Data excerpts |
>>
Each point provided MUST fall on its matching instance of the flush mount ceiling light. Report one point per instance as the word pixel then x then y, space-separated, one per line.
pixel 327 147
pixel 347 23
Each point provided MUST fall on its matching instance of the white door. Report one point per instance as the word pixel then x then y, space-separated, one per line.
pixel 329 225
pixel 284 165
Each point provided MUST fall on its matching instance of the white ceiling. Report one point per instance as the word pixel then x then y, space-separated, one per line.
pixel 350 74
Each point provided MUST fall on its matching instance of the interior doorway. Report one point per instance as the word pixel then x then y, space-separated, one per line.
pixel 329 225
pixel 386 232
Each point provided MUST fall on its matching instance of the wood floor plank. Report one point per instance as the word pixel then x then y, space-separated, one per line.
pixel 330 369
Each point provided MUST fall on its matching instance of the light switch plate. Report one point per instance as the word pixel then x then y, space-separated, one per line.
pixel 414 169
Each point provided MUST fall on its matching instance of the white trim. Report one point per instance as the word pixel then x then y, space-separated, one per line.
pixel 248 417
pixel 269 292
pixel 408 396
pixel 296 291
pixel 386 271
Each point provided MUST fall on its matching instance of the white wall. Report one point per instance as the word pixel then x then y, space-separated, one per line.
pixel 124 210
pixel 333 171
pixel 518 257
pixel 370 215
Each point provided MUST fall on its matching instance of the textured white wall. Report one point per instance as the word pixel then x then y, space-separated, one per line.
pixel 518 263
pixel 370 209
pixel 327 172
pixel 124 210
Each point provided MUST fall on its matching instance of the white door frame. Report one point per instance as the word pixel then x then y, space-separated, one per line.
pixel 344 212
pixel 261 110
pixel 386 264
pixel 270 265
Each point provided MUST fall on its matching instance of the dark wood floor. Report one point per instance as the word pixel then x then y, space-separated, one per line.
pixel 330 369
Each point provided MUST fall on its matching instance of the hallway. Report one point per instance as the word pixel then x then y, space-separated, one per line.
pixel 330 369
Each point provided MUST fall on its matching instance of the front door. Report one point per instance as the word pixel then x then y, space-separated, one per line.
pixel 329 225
<<
What is required |
Reproduce exactly the lines from the one with "of the dark" through the end of the entries above, both ends included.

Exercise response |
Each point provided MUST fall on its matching instance of the dark wood floor. Report one point per instance as the word pixel then x then y, space-separated, one per line.
pixel 330 369
Each point provided MUST fall on its matching instance of the hallway. Report one point per instance as the word pixel then x then y, space-separated, one per line.
pixel 330 369
Each point provided MUST fall on its matching instance of the front door. Report one point per instance as the word pixel then x then y, space-separated, one per line.
pixel 329 225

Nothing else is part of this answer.